### EXERCISE DESCRIPTION
Leaving out the pictures, retype all the material exactly.

— START DATA ROWS —

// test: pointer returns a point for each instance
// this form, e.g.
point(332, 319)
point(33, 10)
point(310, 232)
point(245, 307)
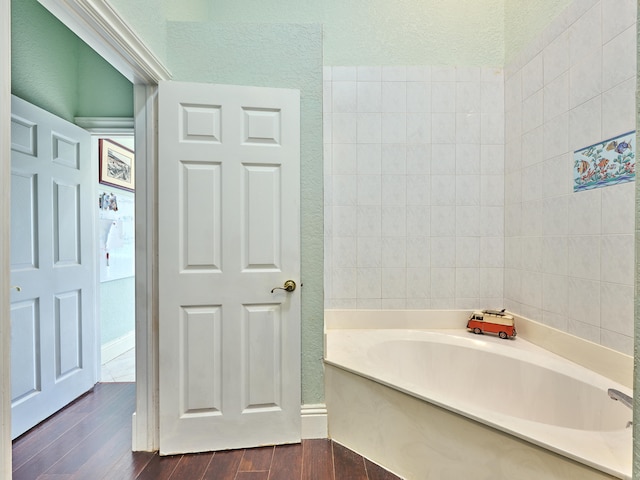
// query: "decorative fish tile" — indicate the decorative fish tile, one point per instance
point(610, 162)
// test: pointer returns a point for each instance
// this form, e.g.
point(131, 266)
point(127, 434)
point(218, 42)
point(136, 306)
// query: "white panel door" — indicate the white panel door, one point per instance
point(53, 354)
point(229, 223)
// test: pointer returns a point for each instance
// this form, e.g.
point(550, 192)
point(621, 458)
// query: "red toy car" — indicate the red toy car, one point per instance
point(493, 321)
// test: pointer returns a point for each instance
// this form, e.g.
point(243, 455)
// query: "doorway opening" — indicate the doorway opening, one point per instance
point(116, 260)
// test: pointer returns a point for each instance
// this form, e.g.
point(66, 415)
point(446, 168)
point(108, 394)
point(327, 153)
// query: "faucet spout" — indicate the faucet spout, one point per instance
point(621, 397)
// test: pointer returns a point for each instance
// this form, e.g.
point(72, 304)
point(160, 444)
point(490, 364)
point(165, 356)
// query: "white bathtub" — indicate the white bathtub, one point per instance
point(446, 387)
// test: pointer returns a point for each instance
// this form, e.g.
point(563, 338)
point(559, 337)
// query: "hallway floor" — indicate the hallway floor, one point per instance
point(91, 440)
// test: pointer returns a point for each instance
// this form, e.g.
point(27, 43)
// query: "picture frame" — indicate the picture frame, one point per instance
point(117, 165)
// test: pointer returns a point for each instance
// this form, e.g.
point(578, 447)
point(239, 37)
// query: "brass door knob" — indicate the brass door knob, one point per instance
point(289, 286)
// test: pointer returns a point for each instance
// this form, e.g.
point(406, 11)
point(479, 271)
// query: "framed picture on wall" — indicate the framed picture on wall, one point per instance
point(117, 165)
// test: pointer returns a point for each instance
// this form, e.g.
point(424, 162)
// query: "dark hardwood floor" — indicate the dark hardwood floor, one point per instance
point(91, 440)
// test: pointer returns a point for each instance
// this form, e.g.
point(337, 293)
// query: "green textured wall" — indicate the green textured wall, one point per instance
point(414, 32)
point(525, 19)
point(53, 69)
point(286, 56)
point(379, 32)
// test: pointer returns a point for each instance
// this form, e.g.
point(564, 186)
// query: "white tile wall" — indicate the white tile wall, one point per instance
point(414, 189)
point(569, 256)
point(451, 187)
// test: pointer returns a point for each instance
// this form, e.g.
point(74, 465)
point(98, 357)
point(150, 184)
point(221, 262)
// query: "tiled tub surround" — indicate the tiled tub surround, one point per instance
point(424, 208)
point(449, 404)
point(414, 187)
point(569, 256)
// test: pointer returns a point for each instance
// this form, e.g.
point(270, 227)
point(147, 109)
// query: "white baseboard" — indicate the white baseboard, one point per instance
point(314, 421)
point(117, 347)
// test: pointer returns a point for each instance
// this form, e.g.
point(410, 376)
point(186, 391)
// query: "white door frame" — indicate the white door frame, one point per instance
point(95, 22)
point(5, 236)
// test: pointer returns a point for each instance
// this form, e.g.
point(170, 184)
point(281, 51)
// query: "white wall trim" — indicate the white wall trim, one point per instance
point(145, 427)
point(106, 125)
point(117, 347)
point(314, 421)
point(5, 238)
point(102, 28)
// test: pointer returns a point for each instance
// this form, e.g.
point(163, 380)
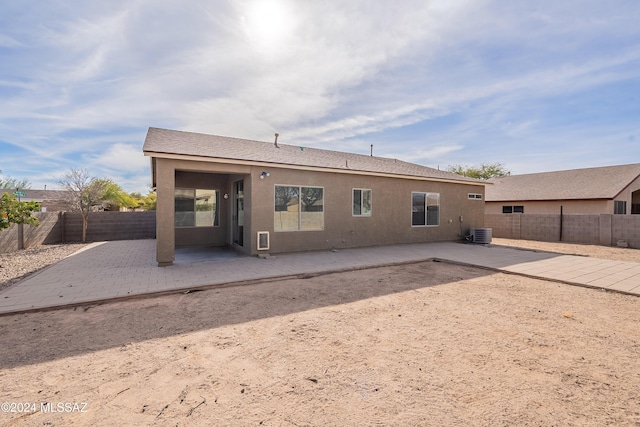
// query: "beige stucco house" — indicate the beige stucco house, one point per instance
point(602, 190)
point(267, 197)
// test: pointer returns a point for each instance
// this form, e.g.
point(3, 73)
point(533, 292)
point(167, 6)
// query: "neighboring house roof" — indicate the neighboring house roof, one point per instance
point(161, 142)
point(577, 184)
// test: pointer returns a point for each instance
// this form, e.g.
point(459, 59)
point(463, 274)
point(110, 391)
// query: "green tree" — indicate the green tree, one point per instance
point(85, 194)
point(485, 171)
point(149, 202)
point(14, 212)
point(8, 182)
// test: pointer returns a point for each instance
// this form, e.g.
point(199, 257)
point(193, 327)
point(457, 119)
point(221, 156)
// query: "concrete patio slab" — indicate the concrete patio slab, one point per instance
point(123, 269)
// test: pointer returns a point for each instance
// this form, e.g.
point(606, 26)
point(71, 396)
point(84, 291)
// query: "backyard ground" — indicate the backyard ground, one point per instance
point(419, 344)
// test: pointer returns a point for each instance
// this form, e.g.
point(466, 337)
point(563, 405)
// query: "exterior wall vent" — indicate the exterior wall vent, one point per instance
point(263, 240)
point(481, 235)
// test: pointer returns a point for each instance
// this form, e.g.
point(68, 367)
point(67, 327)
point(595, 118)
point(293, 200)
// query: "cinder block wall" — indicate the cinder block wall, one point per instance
point(501, 225)
point(48, 232)
point(626, 227)
point(587, 229)
point(111, 226)
point(544, 228)
point(581, 229)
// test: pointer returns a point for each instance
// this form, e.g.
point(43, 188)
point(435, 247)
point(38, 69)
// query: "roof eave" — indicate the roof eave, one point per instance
point(307, 168)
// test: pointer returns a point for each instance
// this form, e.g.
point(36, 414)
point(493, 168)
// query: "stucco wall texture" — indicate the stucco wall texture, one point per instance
point(389, 223)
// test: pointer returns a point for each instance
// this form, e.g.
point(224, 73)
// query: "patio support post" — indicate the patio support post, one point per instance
point(165, 212)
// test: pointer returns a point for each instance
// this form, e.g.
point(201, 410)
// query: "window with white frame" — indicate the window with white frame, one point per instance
point(425, 209)
point(298, 208)
point(196, 208)
point(361, 202)
point(513, 209)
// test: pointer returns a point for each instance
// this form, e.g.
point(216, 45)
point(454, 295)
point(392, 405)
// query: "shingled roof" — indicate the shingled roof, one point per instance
point(591, 183)
point(171, 142)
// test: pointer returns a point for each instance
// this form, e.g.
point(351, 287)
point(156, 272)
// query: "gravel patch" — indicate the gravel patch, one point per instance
point(15, 266)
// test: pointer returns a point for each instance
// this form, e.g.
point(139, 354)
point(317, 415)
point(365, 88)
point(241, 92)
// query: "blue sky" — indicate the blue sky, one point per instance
point(536, 86)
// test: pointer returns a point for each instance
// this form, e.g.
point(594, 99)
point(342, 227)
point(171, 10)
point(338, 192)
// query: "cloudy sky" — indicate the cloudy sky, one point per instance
point(535, 85)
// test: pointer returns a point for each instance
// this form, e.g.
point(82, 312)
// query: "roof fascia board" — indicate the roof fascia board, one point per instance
point(306, 168)
point(625, 187)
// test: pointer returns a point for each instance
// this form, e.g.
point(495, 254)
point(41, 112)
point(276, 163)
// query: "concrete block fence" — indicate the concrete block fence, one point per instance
point(59, 227)
point(604, 230)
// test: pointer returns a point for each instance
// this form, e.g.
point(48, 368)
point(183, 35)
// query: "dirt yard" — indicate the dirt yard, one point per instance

— END DATA ROWS —

### TASK OUTPUT
// test: pointer returns a point for each instance
// this form, e.g.
point(332, 319)
point(33, 10)
point(310, 232)
point(245, 307)
// query: "decorative fish tile" — indicate the decorative fish tile, one point per instance
point(610, 162)
// test: pointer returns a point for each instance
// this form, e.g.
point(131, 266)
point(127, 434)
point(218, 42)
point(136, 306)
// query: "white panel door" — indicate the white panel door, one point per instance
point(53, 354)
point(229, 223)
// test: pointer returns a point for each instance
// this form, e.g.
point(550, 192)
point(621, 458)
// query: "red toy car" — indicate the red toy car, one point per instance
point(493, 321)
// test: pointer returns a point for each instance
// this form, e.g.
point(243, 455)
// query: "doorway opening" — indicate the doorway opening, one point per instance
point(116, 260)
// test: pointer returns a point for each instance
// this form, e.g.
point(66, 415)
point(446, 168)
point(108, 394)
point(327, 153)
// query: "faucet spout" — indicate the faucet spout, one point per instance
point(621, 397)
// test: pointer returns a point for each instance
// this form, e.g.
point(72, 304)
point(160, 444)
point(490, 364)
point(165, 356)
// query: "white bathtub" — indicate the white bathtub, one point per instance
point(446, 387)
// test: pointer returns a point for each instance
// this form, e.g.
point(563, 338)
point(559, 337)
// query: "hallway floor" — indicate the hallway floor, one point per instance
point(91, 440)
// test: pointer returns a point for each instance
// this form, e.g.
point(27, 43)
// query: "picture frame" — indicate the picture frame, one point per instance
point(117, 165)
// test: pointer returns a point for each instance
// this form, e.g.
point(578, 447)
point(239, 37)
// query: "brass door knob" — indicate the brass door knob, one point per instance
point(289, 286)
// test: pointer returns a point for each instance
// this form, e.g.
point(406, 11)
point(479, 271)
// query: "framed picture on wall" — indicate the framed picture on wall, one point per instance
point(117, 165)
// test: pointer returns a point for each instance
// this form, e.g.
point(424, 162)
// query: "dark hardwood floor" — indicate the dark hardwood floor, one point per instance
point(91, 440)
// test: pointer returns a point for each instance
// this form, e.g.
point(337, 293)
// query: "green textured wall" — indicate the green textured wall, one point per instance
point(414, 32)
point(525, 19)
point(53, 69)
point(286, 56)
point(379, 32)
// test: pointer returns a point for each instance
// this form, e.g.
point(564, 186)
// query: "white tile wall" — indicate the white tile wall, one point per instance
point(414, 189)
point(569, 256)
point(451, 187)
// test: pointer returns a point for each instance
// this form, e.g.
point(74, 465)
point(98, 357)
point(150, 184)
point(221, 262)
// query: "tiled tub surround" — indicate the tiled tub surround, one point per instance
point(424, 208)
point(449, 404)
point(414, 187)
point(569, 256)
// test: pointer returns a point for each instance
// this form, e.g.
point(270, 227)
point(147, 109)
// query: "white baseboard" — indicate the white baseboard, one point per instance
point(314, 421)
point(117, 347)
// test: pointer returns a point for each instance
// this form, e.g.
point(410, 376)
point(186, 391)
// query: "white door frame" — indicate the white door frame, one point per instance
point(95, 22)
point(5, 236)
// test: pointer returns a point for each instance
// this form, e.g.
point(170, 184)
point(281, 51)
// query: "white wall trim" — indicate the white wall trim, one point per instance
point(145, 427)
point(106, 125)
point(117, 347)
point(314, 421)
point(5, 238)
point(102, 28)
// test: pointer returns a point for each instance
// this form, e.g.
point(163, 380)
// query: "beige stucco house" — indicate the beige stucco house, one point per instance
point(602, 190)
point(267, 197)
// test: pointer returns a point for each instance
// this form, e.g.
point(3, 73)
point(533, 292)
point(167, 6)
// query: "neighboring house roof" — indicate the neighboring house roof, one point per instance
point(161, 142)
point(577, 184)
// test: pointer returns a point for each instance
// this form, e.g.
point(459, 59)
point(463, 274)
point(110, 391)
// query: "green tree" — indicate the green tree, one point per instance
point(85, 194)
point(485, 171)
point(149, 202)
point(14, 212)
point(8, 182)
// test: pointer returns a point for each instance
// this form, e.g.
point(199, 257)
point(193, 327)
point(457, 119)
point(221, 156)
// query: "concrete patio slab" — indicate the concrete patio slab, one point per instance
point(123, 269)
// test: pointer returns a point for each instance
// this form, e.g.
point(606, 26)
point(71, 396)
point(84, 291)
// query: "backyard ground" — indicate the backyard ground, one point per instance
point(419, 344)
// test: pointer returns a point for each instance
// this form, e.g.
point(466, 337)
point(563, 405)
// query: "exterior wall vent" — indicate the exterior wall vent, one point per instance
point(263, 240)
point(481, 235)
// test: pointer returns a point for each instance
// this form, e.g.
point(68, 367)
point(67, 327)
point(595, 118)
point(293, 200)
// query: "cinder block wall" — indicate the cinder block wall, one point per instance
point(501, 225)
point(48, 232)
point(626, 227)
point(587, 229)
point(111, 226)
point(544, 228)
point(581, 229)
// test: pointer returns a point for each instance
// this form, e.g.
point(43, 188)
point(435, 247)
point(38, 69)
// query: "roof eave" — indicate the roof eave, one point per instance
point(307, 168)
// test: pointer returns a point for each instance
// this form, e.g.
point(36, 414)
point(493, 168)
// query: "stucco wall texture" — indicate the stucco wall texture, one point per instance
point(389, 223)
// test: pointer returns a point for each instance
// this form, e.g.
point(224, 73)
// query: "patio support post" — indicate the patio support post, one point per instance
point(165, 212)
// test: pointer returns a point for each instance
// this form, e.g.
point(201, 410)
// query: "window with white frame" — indicate the window with white frame, one point per instance
point(425, 209)
point(298, 208)
point(196, 208)
point(361, 202)
point(513, 209)
// test: pointer returns a point for each instance
// this form, e.g.
point(216, 45)
point(454, 295)
point(392, 405)
// query: "shingled roof" — indicate the shingled roof, one point per instance
point(591, 183)
point(171, 142)
// test: pointer returns a point for each instance
// this form, e.g.
point(351, 287)
point(156, 272)
// query: "gravel patch" — indicate the gravel patch, one point per instance
point(15, 266)
// test: pointer returns a point for each instance
// this form, e.g.
point(139, 354)
point(317, 415)
point(365, 88)
point(241, 92)
// query: "blue sky" — indicate the blue sky, one point per instance
point(536, 86)
// test: pointer returns a point for each instance
// this form, e.g.
point(594, 99)
point(342, 227)
point(171, 10)
point(338, 192)
// query: "cloudy sky" — indicate the cloudy sky, one point per instance
point(535, 85)
// test: pointer returns a point for each instance
// this form, e.g.
point(82, 312)
// query: "roof fascia board" — indicate the roof fascia board, one point per instance
point(306, 168)
point(625, 187)
// test: pointer returns a point for each instance
// this form, e.g.
point(495, 254)
point(41, 112)
point(276, 163)
// query: "concrete block fence" — indicate the concrete block fence, one point per instance
point(59, 227)
point(604, 230)
// test: pointer returns a point for each instance
// this form, e.g.
point(48, 368)
point(183, 35)
// query: "dirt yard" — indicate the dirt yard, one point per instance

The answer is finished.